Saved entries:
════

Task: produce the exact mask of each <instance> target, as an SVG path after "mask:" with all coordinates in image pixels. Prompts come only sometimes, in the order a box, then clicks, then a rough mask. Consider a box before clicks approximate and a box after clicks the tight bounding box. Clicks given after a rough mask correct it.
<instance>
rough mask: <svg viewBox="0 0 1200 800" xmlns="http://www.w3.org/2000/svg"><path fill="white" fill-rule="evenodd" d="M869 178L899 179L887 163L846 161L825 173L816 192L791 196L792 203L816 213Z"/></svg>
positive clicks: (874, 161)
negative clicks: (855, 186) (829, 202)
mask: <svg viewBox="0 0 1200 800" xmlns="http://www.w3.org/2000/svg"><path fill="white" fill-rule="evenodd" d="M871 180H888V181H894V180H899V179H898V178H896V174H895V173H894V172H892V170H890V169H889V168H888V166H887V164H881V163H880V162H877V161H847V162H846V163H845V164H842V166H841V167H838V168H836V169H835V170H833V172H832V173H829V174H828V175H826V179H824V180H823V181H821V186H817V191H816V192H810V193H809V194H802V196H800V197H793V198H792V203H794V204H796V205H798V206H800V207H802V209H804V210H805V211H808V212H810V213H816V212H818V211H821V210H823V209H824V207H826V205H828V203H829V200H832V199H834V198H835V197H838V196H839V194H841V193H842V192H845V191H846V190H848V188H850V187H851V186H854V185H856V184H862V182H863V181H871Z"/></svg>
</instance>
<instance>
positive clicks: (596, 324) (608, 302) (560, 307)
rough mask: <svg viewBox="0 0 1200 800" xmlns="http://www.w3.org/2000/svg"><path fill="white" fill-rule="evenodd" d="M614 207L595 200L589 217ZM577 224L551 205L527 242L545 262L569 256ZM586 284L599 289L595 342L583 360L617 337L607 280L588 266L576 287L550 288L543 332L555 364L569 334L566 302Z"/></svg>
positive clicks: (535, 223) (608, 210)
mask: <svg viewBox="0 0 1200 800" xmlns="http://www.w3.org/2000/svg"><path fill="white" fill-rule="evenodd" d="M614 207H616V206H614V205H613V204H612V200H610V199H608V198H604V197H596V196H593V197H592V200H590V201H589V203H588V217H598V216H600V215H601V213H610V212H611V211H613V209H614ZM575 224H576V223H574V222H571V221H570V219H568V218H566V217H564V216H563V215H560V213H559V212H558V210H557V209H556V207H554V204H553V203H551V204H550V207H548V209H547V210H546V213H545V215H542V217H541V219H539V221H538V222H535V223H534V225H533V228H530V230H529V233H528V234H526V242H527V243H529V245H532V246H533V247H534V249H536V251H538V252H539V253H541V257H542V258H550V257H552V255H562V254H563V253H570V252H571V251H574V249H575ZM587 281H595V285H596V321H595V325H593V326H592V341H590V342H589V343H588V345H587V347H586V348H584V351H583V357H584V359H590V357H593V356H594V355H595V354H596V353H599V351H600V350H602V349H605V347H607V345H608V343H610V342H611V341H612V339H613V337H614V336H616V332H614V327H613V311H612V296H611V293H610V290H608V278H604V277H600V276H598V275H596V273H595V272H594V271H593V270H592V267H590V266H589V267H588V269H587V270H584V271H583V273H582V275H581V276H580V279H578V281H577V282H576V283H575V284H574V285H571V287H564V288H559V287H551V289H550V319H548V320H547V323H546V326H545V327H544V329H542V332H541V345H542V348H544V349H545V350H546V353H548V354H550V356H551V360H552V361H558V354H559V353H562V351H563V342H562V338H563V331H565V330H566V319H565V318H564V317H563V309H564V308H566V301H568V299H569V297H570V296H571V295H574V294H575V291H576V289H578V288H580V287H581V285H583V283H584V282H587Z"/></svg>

════

## Work instructions
Copy here each line of the preceding records with "instance" in it.

## Written reply
Task: produce the exact mask of each <instance> target, as an SVG path after "mask:" with all coordinates in image pixels. Prompts come only sometimes, in the order a box, then clicks, then a rough mask. Consider a box before clicks approximate and a box after clicks the tight bounding box. Clicks given after a rough mask correct it.
<instance>
</instance>
<instance>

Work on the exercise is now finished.